I think that we absolutely need more of this as this gives the users ownership over their identity. Right now, if the New York Times wants to get verified on social media they rely on the platform to do so. With this it would be their own choice.




Except of course when for whaetever reason you won't be able to pay your DNS provider for some time, and you'll lose your identity to someone else.

DNS is really not a good platform to build personal identity on.


DNS is good enough for companies, governments, schools, organizations, military etc. Not to mention that most other identities are tied to a DNS identity of some sort. Sure it’s not ideal as something completely trust less and distribute like PGP, but it’s been 33 years and no one can come up with a decent UX for that because it’s not really possible. $8 a year is a barrier to entry, especially if you consider people in economies where that’s significant. But that’s when you tie your identity to someone else like gmail.com or yahoo.com or bsky.social. When you can afford it, you get to manage your own. it’s good enough.

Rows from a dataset
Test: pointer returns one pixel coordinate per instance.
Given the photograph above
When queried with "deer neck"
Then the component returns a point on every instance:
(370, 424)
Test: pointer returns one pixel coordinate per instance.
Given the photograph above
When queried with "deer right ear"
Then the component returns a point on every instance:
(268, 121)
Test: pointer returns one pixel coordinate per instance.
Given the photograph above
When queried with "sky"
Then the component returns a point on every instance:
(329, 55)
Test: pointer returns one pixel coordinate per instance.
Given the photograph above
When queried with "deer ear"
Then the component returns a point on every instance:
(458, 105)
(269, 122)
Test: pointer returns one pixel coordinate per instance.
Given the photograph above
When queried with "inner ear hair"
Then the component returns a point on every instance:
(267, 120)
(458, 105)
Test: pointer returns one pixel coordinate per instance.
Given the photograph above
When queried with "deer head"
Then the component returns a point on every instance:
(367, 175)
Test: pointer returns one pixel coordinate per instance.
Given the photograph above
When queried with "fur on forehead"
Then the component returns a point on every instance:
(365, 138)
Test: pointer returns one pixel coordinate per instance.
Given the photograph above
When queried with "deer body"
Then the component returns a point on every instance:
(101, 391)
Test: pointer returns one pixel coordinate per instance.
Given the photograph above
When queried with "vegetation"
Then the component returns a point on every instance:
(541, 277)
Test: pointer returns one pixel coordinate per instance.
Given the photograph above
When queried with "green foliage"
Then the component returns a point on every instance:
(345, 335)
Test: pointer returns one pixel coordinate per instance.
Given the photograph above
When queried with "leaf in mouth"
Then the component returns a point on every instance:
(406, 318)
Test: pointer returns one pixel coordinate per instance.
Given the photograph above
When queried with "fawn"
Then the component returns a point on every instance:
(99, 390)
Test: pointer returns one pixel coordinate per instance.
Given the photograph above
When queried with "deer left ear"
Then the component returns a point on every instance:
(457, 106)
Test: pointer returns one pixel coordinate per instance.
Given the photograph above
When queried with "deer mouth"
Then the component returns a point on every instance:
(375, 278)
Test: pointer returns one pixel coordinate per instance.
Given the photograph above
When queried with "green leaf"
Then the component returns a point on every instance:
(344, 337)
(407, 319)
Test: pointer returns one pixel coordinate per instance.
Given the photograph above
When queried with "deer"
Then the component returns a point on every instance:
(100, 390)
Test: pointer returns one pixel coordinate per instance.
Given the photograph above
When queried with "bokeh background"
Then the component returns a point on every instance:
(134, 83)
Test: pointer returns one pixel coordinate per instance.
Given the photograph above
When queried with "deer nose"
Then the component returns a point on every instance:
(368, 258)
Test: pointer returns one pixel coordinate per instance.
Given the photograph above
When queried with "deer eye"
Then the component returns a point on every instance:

_Set task A_
Does each statement agree with the DNS identity discussion? (i) DNS is called good enough for companies and governments. (ii) Someone has come up with a decent UX for a trustless system like PGP. (iii) The cost named is $8 a month.
_Set task B_
Rename "PGP" to "OpenPGP" in the DNS identity discussion and give the passage again, beginning at the words "DNS is really" and stopping after "it’s good enough.".
This data has no connection to the DNS identity discussion.

_Exercise result A_
(i) Yes: "DNS is good enough for companies, governments, schools, organizations, military etc."
(ii) No: "it’s been 33 years and no one can come up with a decent UX for that"
(iii) No: "$8 a year is a barrier to entry"

_Exercise result B_
DNS is really not a good platform to build personal identity on.


DNS is good enough for companies, governments, schools, organizations, military etc. Not to mention that most other identities are tied to a DNS identity of some sort. Sure it’s not ideal as something completely trust less and distribute like OpenPGP, but it’s been 33 years and no one can come up with a decent UX for that because it’s not really possible. $8 a year is a barrier to entry, especially if you consider people in economies where that’s significant. But that’s when you tie your identity to someone else like gmail.com or yahoo.com or bsky.social. When you can afford it, you get to manage your own. it’s good enough.